(Contour labeling items)
········
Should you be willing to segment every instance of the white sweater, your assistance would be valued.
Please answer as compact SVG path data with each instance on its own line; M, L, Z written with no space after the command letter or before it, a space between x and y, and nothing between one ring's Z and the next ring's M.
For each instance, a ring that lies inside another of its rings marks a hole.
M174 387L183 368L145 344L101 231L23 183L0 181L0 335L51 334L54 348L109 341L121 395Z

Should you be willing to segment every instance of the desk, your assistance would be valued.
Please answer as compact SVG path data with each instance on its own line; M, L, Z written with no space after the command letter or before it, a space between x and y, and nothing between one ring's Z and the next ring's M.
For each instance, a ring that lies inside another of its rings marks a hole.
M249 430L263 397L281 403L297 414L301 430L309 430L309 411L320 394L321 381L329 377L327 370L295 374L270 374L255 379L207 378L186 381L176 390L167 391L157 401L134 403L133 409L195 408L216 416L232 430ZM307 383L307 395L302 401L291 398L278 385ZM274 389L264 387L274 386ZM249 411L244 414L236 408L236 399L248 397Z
········
## Given problem
Copy out, word for word, the part of the items that opens with the line containing "desk, your assistance would be valued." and continues through the end of the items, including both the first and last lines.

## Output
Should you be willing to segment every instance of the desk, your assistance would be valued.
Please answer as compact SVG path data with each instance on its own line; M, L, Z written with no space after the command letter or before it, a space between x and y, and nothing between one ring's Z and the next ring's M.
For each instance, a ring that lies inside another of its rings marks a hole.
M249 430L263 397L281 403L297 414L301 430L309 430L309 411L320 394L321 381L329 377L327 370L295 374L270 374L255 379L207 378L186 381L176 390L167 391L157 401L134 403L133 409L195 408L216 416L232 430ZM307 383L307 395L302 401L291 398L278 385ZM274 389L264 387L274 386ZM249 411L244 414L236 408L236 399L248 397Z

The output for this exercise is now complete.